***** Dataset records

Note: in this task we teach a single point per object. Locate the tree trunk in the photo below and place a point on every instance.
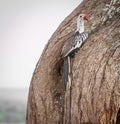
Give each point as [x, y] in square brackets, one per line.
[94, 97]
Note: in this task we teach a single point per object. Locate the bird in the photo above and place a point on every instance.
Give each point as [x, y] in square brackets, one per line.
[71, 45]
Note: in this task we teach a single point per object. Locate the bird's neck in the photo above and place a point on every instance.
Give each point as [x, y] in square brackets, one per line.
[80, 25]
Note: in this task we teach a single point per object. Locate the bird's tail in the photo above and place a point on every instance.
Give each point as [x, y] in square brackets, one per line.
[67, 78]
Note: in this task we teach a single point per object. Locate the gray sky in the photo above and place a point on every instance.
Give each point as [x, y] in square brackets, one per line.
[25, 28]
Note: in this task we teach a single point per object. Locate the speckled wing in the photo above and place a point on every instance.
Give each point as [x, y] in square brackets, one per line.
[68, 44]
[73, 43]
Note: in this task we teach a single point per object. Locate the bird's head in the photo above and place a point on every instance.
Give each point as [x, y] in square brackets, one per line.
[84, 16]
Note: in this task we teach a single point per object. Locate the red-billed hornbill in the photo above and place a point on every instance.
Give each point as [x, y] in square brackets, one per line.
[71, 45]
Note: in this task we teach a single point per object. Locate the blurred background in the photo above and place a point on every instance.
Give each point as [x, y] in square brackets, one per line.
[25, 28]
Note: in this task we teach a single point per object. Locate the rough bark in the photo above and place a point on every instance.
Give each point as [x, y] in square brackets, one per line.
[94, 97]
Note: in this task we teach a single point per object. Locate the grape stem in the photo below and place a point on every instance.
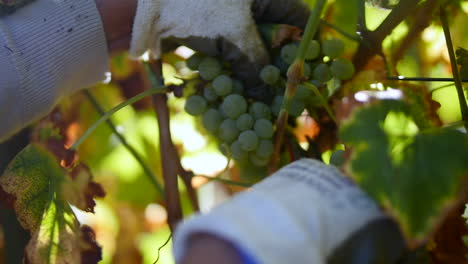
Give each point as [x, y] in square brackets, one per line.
[453, 61]
[170, 160]
[322, 101]
[295, 76]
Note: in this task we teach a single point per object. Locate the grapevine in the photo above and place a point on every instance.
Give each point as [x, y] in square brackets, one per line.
[244, 126]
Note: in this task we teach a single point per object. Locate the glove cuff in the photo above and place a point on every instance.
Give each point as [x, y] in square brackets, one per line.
[145, 33]
[305, 203]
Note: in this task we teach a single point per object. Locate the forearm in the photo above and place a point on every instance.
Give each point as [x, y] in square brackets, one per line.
[208, 249]
[48, 49]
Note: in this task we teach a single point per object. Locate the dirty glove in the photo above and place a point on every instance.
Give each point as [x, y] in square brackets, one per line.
[225, 28]
[305, 213]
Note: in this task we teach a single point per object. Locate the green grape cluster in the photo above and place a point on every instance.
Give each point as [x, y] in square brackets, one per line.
[243, 126]
[323, 62]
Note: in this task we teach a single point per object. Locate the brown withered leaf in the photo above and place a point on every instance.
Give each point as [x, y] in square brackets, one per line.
[41, 192]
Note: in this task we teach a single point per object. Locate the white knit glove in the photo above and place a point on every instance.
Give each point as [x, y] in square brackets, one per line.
[228, 19]
[305, 213]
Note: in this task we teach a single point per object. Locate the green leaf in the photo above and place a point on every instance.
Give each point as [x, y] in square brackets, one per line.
[462, 60]
[414, 173]
[42, 192]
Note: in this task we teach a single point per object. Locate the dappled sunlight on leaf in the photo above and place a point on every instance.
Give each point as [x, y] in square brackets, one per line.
[419, 177]
[41, 188]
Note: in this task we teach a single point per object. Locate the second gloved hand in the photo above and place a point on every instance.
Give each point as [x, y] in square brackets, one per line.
[224, 28]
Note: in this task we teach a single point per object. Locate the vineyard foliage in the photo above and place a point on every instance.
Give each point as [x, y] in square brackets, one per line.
[403, 142]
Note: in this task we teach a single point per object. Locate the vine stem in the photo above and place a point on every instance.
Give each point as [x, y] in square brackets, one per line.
[169, 157]
[296, 76]
[148, 172]
[114, 110]
[372, 40]
[322, 101]
[453, 61]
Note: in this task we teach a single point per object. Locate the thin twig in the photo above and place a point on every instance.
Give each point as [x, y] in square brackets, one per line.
[125, 143]
[422, 79]
[108, 114]
[353, 37]
[453, 61]
[372, 40]
[228, 182]
[166, 147]
[322, 101]
[423, 18]
[161, 247]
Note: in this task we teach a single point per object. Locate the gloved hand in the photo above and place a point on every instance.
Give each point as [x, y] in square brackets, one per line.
[225, 28]
[305, 213]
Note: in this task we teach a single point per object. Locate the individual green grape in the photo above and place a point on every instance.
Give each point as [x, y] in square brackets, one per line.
[337, 158]
[270, 74]
[194, 61]
[296, 108]
[342, 69]
[224, 149]
[222, 85]
[234, 105]
[212, 119]
[257, 160]
[322, 73]
[289, 52]
[303, 93]
[276, 104]
[248, 140]
[210, 68]
[263, 128]
[228, 131]
[237, 87]
[333, 48]
[245, 122]
[237, 152]
[265, 148]
[313, 51]
[209, 93]
[195, 105]
[259, 110]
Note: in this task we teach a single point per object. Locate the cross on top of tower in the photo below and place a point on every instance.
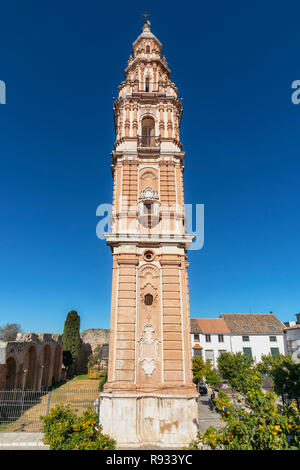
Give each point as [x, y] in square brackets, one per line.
[145, 15]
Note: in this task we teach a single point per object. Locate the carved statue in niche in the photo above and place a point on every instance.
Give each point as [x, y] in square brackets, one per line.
[148, 349]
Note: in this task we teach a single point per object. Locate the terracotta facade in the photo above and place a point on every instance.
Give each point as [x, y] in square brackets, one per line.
[150, 349]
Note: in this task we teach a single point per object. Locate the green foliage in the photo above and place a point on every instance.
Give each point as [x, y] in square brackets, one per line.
[287, 379]
[204, 371]
[285, 374]
[212, 377]
[95, 357]
[198, 366]
[63, 430]
[67, 359]
[9, 331]
[103, 380]
[239, 371]
[71, 335]
[259, 424]
[269, 362]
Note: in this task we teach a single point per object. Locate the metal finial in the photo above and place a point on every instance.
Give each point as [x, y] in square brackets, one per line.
[146, 21]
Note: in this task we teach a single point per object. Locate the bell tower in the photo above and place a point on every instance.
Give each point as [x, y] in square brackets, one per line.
[149, 397]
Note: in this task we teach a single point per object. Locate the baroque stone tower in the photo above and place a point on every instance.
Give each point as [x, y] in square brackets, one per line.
[149, 397]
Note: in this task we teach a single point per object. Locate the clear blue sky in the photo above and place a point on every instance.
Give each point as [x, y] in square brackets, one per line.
[233, 63]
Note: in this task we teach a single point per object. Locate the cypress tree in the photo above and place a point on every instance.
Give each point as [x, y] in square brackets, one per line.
[71, 338]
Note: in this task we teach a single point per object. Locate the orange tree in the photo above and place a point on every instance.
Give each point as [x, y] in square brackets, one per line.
[259, 424]
[63, 430]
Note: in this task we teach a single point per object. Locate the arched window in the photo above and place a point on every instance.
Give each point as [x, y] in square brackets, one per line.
[148, 127]
[147, 84]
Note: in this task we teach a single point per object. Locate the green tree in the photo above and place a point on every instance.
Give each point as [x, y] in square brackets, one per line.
[9, 331]
[257, 424]
[285, 374]
[286, 377]
[95, 357]
[269, 362]
[238, 369]
[71, 339]
[64, 430]
[198, 366]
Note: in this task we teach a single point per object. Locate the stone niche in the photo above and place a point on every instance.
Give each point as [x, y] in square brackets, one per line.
[32, 362]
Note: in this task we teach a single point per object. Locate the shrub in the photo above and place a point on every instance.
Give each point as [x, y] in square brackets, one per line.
[63, 430]
[103, 380]
[262, 425]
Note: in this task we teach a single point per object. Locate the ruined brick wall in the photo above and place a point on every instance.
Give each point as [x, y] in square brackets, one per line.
[32, 362]
[90, 340]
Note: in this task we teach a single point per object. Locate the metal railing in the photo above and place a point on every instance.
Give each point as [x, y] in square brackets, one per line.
[20, 410]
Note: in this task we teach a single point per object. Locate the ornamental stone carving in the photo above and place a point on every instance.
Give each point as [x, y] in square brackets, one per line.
[148, 349]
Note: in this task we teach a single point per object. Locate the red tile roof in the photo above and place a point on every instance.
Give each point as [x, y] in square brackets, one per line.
[209, 325]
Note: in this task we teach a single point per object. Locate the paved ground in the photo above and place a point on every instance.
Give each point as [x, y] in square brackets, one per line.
[206, 416]
[33, 440]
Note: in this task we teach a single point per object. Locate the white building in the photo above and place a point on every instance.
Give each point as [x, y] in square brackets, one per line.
[255, 334]
[292, 338]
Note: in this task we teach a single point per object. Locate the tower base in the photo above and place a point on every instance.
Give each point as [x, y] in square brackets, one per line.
[158, 420]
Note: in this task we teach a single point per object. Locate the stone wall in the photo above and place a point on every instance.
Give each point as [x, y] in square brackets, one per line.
[32, 362]
[90, 340]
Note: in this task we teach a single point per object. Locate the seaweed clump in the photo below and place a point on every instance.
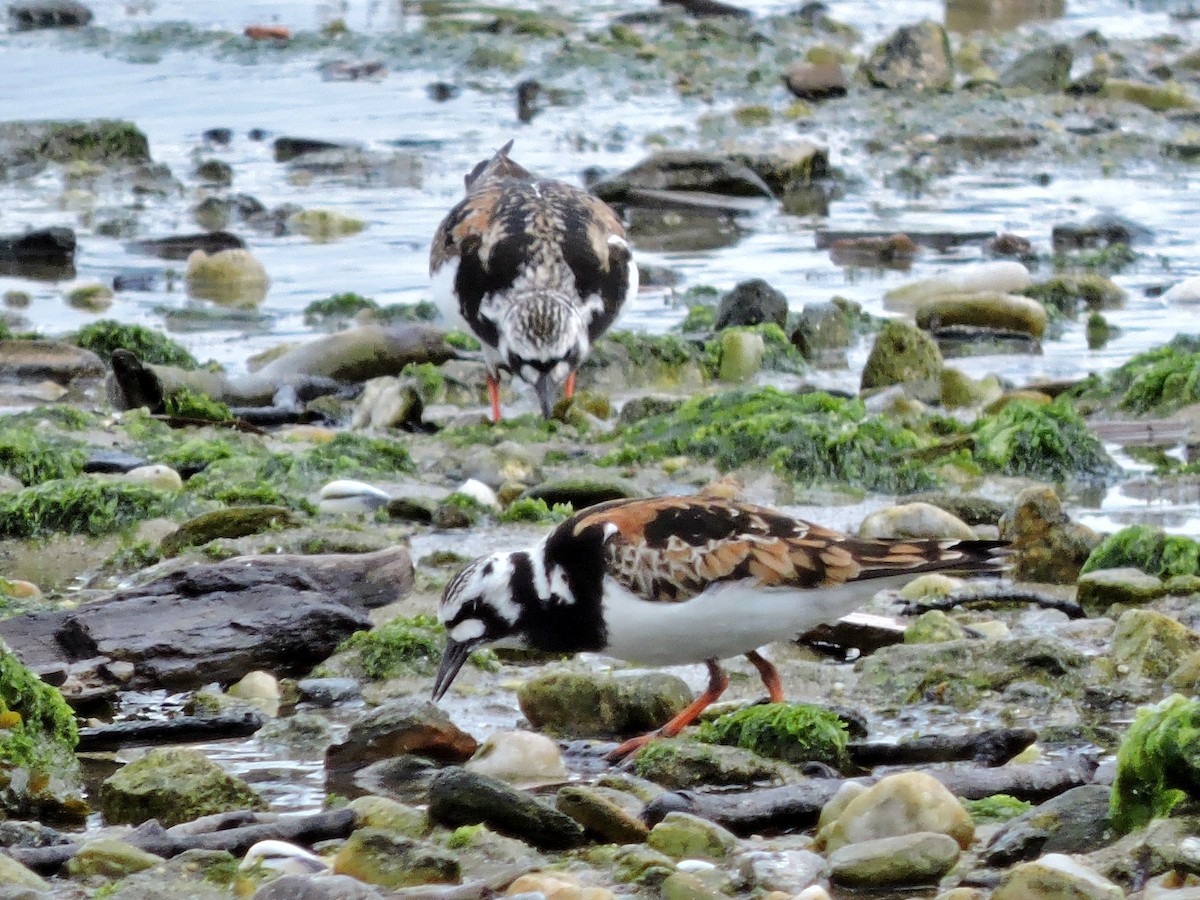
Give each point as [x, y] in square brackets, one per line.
[793, 732]
[1149, 549]
[813, 438]
[1047, 441]
[1158, 763]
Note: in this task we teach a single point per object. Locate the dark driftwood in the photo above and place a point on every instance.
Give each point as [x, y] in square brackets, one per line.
[987, 748]
[155, 839]
[215, 623]
[797, 807]
[180, 730]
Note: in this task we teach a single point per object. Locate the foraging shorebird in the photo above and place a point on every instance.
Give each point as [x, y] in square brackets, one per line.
[677, 580]
[535, 269]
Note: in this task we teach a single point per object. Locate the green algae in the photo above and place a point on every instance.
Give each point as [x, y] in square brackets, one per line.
[148, 345]
[34, 457]
[793, 732]
[407, 645]
[534, 509]
[1158, 763]
[814, 438]
[1048, 441]
[79, 505]
[1149, 549]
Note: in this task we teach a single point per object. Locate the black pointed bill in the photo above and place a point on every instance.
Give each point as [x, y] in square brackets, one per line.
[453, 659]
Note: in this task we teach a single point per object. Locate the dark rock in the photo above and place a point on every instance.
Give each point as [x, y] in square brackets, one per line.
[49, 13]
[915, 58]
[40, 253]
[180, 246]
[751, 303]
[816, 81]
[328, 691]
[287, 149]
[113, 461]
[459, 797]
[281, 613]
[54, 360]
[1072, 822]
[1044, 70]
[683, 171]
[311, 887]
[397, 727]
[708, 9]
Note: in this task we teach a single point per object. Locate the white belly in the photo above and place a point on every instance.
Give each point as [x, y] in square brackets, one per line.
[725, 621]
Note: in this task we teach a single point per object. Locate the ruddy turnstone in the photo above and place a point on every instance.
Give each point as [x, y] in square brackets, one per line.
[537, 269]
[678, 580]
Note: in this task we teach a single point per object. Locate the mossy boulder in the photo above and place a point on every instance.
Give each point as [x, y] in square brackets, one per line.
[1158, 763]
[39, 772]
[1150, 645]
[903, 354]
[677, 763]
[793, 732]
[393, 861]
[1043, 441]
[173, 785]
[576, 705]
[1047, 545]
[811, 438]
[1147, 549]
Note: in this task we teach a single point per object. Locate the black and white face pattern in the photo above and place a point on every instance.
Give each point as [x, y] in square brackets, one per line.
[477, 609]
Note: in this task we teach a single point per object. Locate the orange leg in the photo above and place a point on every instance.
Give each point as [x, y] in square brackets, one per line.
[769, 676]
[717, 684]
[493, 394]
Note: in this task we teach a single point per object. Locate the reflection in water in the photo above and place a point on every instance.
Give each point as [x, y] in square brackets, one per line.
[1000, 15]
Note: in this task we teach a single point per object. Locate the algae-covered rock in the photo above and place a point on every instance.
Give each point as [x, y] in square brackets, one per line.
[173, 785]
[111, 858]
[917, 858]
[1150, 645]
[231, 522]
[906, 803]
[682, 835]
[811, 438]
[1069, 292]
[1055, 875]
[229, 276]
[575, 705]
[913, 57]
[677, 763]
[1048, 441]
[1099, 589]
[39, 772]
[793, 732]
[1158, 763]
[1047, 545]
[903, 354]
[394, 861]
[1147, 549]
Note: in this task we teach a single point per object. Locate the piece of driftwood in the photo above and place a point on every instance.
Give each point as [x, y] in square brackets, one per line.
[797, 807]
[215, 622]
[994, 747]
[179, 730]
[167, 843]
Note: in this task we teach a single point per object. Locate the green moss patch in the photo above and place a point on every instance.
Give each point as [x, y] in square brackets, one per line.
[1149, 549]
[795, 732]
[79, 505]
[1048, 441]
[1158, 763]
[813, 438]
[148, 345]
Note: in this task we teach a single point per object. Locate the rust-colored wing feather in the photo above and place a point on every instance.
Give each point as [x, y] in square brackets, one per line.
[672, 549]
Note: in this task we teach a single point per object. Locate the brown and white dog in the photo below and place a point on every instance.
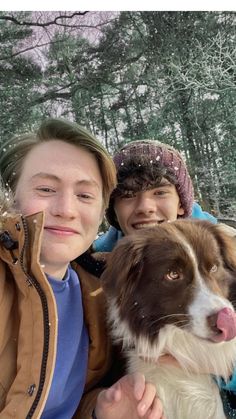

**********

• _What you are asked to do_: Find every line in the material that contains the string "dark", matching uppercase and lowercase exactly, and copy each of those lines.

• _Completed task_:
Note: in this task we teach a single point per object. Locate the dark driftwood in the photo above and place a point on every instance.
Note: in this task we teach a single point per object. Locate the dark rock in the photo above and place a point on every instance.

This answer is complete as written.